[Testo di lettura]
-----
Il concetto del futuro in una società asiatica rurale è profondamente differente da come noi lo intendiamo: il fatalismo che io racconto nel mio romanzo è in realtà vicino al concetto di Provvidenza quindi un subire il volere di Dio in una maniera positiva, una accettazione convinta al pari della Fede stessa. Yasir è un ragazzo “pio” nel senso di devozione religiosa, senza quel fanatismo spesso superficialmente attribuito a certi popoli.
- Ad un certo punto della vicenda – ora non posso rivelare altro per non toglierne il pieno gusto ai lettori – la filosofia della boxe diventa per Yasir un metro di valutazione di altri contesti, altre scelte, altre quotidiane conflittualità. Queste digressioni sul valore educativo dello sport agonistico, e di quel particolarissimo sport per giunta, le ho trovate molto belle. Ci diresti qualcosa di più al riguardo?
La boxe è uno sport costruito attorno a delle regole molto rigorose. Da arbitro posso dirti che chi pratica questo sport con coscienza e passione rispetta prima di tutto l’avversario. È uno sport nato per far confrontare due atleti su un piano cavalleresco, le scorrettezze vengono sanzionate fino ad arrivare alla squalifica. Lo stesso ruolo dell’arbitro è molto importante in quanto il suo operato e strettamente connesso alla salvaguardia dell’integrità fisica dei pugili. Per esperienza diretta posso dirti, senza essere esageratamente di parte, che c’è più correttezza e rispetto nel pugilato che in altri sport molto più visibili e seguiti.
- Perché proprio questa storia andava secondo te raccontata? Cosa potrebbe suggerire o rappresentare, da un punto di vista più universale?
-----
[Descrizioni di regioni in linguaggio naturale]
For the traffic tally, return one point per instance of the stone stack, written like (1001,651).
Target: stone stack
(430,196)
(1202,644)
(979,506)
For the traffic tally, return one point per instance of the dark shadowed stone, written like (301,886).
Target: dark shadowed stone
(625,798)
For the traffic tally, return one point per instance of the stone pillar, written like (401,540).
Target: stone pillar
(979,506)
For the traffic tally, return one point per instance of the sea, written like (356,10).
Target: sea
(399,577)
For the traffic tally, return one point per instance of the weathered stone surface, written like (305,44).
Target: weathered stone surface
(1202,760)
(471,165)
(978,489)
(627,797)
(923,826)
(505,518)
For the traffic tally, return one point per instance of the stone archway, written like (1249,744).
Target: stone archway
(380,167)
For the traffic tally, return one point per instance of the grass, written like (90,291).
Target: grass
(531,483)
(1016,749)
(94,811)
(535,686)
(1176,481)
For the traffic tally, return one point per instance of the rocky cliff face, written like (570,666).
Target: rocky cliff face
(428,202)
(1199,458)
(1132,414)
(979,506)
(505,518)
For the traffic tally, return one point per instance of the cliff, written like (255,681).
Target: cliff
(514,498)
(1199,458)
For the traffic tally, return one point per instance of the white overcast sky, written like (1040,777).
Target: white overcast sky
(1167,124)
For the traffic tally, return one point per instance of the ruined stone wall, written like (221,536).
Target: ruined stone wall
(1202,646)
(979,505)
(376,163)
-----
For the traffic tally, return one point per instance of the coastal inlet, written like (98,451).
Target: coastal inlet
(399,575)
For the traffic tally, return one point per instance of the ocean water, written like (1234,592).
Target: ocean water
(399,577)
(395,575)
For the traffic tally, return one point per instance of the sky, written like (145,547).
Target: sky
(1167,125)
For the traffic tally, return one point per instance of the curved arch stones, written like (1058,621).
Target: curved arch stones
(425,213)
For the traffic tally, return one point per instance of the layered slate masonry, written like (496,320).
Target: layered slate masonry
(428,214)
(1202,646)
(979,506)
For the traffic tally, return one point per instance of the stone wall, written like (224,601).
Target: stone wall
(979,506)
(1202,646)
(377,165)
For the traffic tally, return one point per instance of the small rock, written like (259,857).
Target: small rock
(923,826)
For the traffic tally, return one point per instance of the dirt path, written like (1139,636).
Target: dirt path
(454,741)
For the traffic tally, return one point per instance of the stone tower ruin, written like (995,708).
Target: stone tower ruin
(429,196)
-----
[Consegna]
Rispondi alle domande sull'intervista.
(a) In che senso Yasir viene definito un ragazzo "pio"?
(b) Quale ruolo nella boxe dichiara di avere chi risponde alle domande?
(c) Come vengono trattate le scorrettezze nella boxe?

[Risposta]
(a) Nel senso della devozione religiosa, senza fanatismo.
(b) Il ruolo di arbitro.
(c) Vengono sanzionate, fino alla squalifica.